# Page extract start
Posted: December 7th, 2014

Using the analytical frameworks examined in the module (Supply Chain Management, Global Commodity Chains and Global Production Networks), analyse how power relations shape and affect different actors in a supply chain oil

Global Supply Chains  (BUS 326)

QUICK TIPS ON ESSAY PLANNING and WRITING

HOW TO ANSWER THE QUESTION

First and foremost, you are being assessed on your ability to answer the question. You must reflect on the SPECIFIC DEMANDS of the question and build your essay around your response to those. The question may be general and open to different interpretations or approaches. This allows you to:
a)    use the terms of the question to define how YOU would like to engage;
b)    choose the interpretation or approach you are going to follow, and justify it. This means that you must support your arguments with evidence and other arguments or positions within the literature.

Second, to answer your question you always need to engage with different positions and arguments, thus combine arguments and counter-arguments. This will demonstrate that you understand how different positions relate to your essay questions and strengthen your own position.

Third, we build essay questions that are deliberately broad. This allows you to focus on what you are most interested in. You can narrow down your analysis to specific sectors, case studies, and countries or provide a larger picture. It is also very useful to explain and motivate your choice.
# Page extract end
# Listed records start
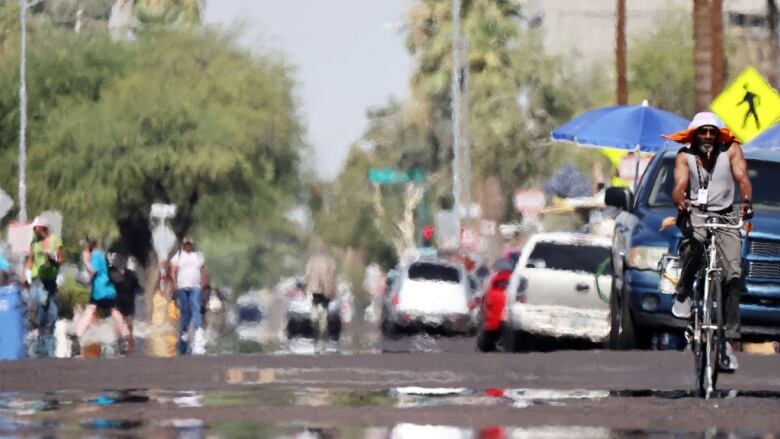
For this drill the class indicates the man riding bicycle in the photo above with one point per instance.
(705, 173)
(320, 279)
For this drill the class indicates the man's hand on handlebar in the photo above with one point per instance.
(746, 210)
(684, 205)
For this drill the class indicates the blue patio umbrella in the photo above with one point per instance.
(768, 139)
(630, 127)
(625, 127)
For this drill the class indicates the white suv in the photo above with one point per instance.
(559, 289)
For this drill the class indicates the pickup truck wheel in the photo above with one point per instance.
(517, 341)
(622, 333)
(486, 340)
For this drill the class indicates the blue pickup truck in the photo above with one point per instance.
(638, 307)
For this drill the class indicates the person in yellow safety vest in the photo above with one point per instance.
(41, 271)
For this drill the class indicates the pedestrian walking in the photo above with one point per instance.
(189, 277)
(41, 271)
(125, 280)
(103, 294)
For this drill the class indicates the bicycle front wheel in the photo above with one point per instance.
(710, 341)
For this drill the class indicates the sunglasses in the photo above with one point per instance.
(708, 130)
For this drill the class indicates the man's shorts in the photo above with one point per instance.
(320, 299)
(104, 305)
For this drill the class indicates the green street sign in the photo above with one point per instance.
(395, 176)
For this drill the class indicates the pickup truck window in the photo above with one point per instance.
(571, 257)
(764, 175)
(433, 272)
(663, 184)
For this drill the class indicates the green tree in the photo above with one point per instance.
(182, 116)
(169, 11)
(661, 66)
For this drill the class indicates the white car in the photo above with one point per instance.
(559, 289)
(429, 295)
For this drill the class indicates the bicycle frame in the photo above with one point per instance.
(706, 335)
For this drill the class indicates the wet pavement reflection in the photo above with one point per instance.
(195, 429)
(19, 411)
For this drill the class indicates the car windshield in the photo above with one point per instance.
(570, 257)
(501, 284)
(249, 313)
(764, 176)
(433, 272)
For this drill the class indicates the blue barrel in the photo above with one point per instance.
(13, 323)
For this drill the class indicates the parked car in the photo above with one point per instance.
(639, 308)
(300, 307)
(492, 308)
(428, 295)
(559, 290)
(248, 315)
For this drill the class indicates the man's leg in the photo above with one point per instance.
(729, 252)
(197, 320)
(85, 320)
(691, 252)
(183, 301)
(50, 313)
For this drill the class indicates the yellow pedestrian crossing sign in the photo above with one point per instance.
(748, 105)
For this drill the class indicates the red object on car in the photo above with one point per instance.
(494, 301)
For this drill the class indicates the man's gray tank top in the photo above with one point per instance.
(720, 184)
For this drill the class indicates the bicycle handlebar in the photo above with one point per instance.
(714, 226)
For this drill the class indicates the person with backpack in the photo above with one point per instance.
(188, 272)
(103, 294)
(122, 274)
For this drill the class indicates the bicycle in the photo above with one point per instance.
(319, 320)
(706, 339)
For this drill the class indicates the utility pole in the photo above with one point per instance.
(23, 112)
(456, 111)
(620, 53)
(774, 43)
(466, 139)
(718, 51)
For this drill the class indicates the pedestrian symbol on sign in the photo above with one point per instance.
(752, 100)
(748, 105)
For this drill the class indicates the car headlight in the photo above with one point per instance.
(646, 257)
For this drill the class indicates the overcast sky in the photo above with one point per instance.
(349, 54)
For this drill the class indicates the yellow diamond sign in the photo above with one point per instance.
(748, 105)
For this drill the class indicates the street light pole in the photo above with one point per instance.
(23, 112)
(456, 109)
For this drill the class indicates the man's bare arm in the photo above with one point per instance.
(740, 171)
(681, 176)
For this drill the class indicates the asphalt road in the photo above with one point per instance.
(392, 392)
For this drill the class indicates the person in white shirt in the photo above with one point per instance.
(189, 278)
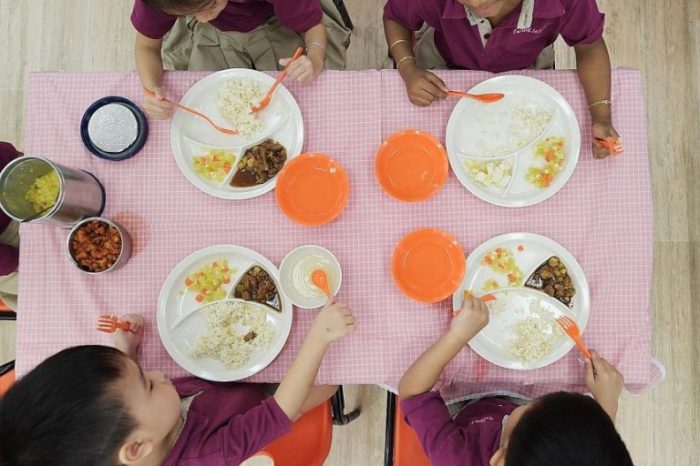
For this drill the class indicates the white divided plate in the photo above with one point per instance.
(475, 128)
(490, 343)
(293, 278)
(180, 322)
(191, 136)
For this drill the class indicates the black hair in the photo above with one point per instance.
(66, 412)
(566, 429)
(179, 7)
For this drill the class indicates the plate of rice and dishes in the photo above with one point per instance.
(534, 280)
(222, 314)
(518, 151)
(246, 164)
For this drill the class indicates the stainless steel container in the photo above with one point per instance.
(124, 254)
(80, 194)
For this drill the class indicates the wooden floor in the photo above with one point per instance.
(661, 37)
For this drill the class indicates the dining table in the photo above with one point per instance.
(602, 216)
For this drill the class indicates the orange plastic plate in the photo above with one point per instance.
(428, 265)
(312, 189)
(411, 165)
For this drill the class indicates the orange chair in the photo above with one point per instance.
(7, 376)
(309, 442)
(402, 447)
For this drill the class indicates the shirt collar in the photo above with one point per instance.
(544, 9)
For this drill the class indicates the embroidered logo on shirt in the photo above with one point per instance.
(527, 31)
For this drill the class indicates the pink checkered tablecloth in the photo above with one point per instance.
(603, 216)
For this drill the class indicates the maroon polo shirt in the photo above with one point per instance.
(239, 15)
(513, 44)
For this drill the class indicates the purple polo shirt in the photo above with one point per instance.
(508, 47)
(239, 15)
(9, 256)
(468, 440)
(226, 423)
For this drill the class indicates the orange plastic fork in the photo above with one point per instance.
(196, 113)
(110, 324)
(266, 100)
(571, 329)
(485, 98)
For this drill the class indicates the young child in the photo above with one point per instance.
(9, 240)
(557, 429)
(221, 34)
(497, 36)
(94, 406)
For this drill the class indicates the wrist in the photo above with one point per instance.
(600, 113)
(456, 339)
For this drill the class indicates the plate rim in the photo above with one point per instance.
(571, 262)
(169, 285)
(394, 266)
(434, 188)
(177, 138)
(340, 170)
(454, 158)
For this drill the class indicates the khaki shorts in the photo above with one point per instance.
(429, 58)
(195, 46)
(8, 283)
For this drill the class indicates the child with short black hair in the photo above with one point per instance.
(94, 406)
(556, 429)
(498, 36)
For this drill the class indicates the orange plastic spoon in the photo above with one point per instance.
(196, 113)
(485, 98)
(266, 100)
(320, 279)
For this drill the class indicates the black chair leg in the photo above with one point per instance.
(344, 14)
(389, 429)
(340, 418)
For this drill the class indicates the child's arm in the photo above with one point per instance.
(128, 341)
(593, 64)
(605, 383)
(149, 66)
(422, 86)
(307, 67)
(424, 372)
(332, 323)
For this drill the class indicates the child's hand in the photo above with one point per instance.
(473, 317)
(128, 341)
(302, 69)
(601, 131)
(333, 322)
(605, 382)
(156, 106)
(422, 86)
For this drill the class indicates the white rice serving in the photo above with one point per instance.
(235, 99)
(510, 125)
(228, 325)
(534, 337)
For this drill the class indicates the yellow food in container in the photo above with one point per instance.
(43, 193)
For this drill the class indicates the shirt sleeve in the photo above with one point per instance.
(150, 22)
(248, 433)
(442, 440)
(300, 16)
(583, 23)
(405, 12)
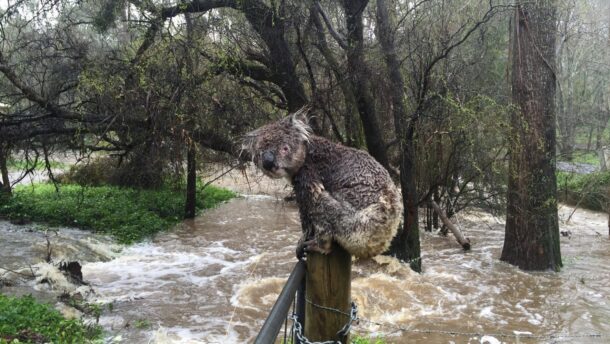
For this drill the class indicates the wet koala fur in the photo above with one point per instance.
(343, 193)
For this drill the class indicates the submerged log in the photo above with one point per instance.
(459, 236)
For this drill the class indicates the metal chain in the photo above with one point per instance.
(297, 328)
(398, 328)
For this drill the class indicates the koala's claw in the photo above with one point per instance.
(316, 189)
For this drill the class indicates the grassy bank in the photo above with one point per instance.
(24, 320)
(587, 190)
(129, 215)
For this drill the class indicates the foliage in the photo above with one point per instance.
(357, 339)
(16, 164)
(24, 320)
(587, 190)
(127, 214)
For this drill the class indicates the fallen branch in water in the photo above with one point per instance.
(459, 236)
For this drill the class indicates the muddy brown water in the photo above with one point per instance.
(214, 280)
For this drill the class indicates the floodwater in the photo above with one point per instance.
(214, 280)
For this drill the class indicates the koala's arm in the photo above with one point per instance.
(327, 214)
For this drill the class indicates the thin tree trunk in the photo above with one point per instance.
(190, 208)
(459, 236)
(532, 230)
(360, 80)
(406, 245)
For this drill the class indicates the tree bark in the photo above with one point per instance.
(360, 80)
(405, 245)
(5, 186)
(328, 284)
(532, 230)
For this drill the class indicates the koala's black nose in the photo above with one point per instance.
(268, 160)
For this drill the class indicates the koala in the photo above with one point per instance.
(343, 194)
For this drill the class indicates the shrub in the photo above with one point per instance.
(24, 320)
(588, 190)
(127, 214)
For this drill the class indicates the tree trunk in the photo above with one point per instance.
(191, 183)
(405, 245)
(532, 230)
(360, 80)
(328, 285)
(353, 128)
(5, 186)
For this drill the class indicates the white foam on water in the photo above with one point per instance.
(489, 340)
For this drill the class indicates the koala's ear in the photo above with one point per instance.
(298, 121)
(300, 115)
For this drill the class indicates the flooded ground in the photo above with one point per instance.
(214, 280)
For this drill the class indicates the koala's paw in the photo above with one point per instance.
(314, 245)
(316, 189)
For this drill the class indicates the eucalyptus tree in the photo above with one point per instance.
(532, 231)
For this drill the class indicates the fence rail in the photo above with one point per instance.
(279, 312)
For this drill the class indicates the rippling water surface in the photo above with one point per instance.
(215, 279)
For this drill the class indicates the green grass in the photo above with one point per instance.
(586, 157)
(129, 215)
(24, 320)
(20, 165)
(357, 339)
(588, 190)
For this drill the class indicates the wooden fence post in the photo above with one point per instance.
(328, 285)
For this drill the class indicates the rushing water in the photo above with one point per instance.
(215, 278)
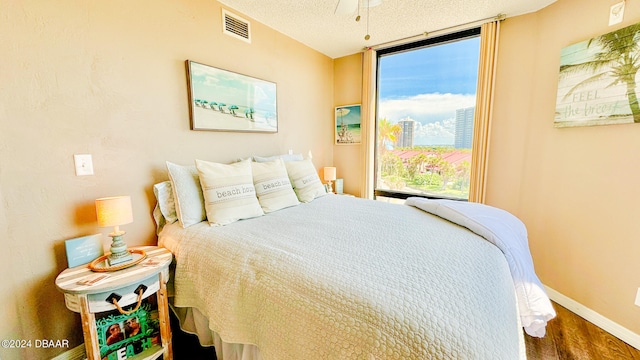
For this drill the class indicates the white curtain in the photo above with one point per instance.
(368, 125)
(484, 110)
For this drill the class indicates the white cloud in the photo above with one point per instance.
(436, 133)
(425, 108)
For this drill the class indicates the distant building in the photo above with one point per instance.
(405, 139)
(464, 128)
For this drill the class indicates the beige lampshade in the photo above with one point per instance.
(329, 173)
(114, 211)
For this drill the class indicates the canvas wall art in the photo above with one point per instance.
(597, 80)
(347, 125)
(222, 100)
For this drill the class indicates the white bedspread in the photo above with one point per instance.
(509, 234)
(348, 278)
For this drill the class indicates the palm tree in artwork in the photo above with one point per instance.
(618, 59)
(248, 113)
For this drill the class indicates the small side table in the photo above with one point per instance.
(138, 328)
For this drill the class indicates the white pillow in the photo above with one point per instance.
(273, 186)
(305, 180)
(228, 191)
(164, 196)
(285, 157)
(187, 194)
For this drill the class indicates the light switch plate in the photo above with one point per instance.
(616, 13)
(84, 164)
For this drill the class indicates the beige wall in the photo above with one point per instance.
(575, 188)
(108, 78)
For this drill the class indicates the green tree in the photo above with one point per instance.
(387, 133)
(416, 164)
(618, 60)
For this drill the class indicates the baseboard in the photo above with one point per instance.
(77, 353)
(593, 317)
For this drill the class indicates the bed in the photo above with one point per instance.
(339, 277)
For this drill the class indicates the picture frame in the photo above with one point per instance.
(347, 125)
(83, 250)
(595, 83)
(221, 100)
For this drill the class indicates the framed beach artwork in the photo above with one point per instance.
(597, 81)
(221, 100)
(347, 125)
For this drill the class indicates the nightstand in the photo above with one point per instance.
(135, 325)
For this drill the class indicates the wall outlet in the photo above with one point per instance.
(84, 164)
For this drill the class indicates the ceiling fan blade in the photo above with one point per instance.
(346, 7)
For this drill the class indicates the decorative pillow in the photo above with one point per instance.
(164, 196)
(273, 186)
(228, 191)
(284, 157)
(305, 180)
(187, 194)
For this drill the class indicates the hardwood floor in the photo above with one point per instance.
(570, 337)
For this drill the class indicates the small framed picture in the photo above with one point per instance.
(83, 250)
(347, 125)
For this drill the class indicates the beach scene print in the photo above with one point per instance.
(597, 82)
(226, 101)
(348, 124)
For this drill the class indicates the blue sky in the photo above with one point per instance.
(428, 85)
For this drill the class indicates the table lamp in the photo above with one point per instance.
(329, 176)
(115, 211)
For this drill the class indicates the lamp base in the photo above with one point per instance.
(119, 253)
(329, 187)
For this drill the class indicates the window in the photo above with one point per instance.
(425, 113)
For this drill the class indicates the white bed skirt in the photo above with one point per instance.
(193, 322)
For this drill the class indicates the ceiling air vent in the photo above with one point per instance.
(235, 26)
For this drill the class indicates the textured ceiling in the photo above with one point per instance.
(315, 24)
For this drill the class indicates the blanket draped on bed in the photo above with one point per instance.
# Listed records end
▶ _Tasks for this exercise_:
1. Change "deliberately" to "intentionally" in the essay-planning tips, starting with "Second, to answer" and going on through "motivate your choice.", and give that part again.
2. Using the essay-planning tips, decide whether each statement agrees with the text: (a) essay questions are kept deliberately narrow; (b) students are assessed first and foremost on their ability to answer the question; (c) students may narrow their analysis to specific sectors, case studies, and countries. Answer yes or no for each and quote the words that decide it.

▶ _Answers to the tasks_:
1.
Second, to answer your question you always need to engage with different positions and arguments, thus combine arguments and counter-arguments. This will demonstrate that you understand how different positions relate to your essay questions and strengthen your own position.

Third, we build essay questions that are intentionally broad. This allows you to focus on what you are most interested in. You can narrow down your analysis to specific sectors, case studies, and countries or provide a larger picture. It is also very useful to explain and motivate your choice.

2.
(a) No: "we build essay questions that are deliberately broad."
(b) Yes: "First and foremost, you are being assessed on your ability to answer the question."
(c) Yes: "You can narrow down your analysis to specific sectors, case studies, and countries"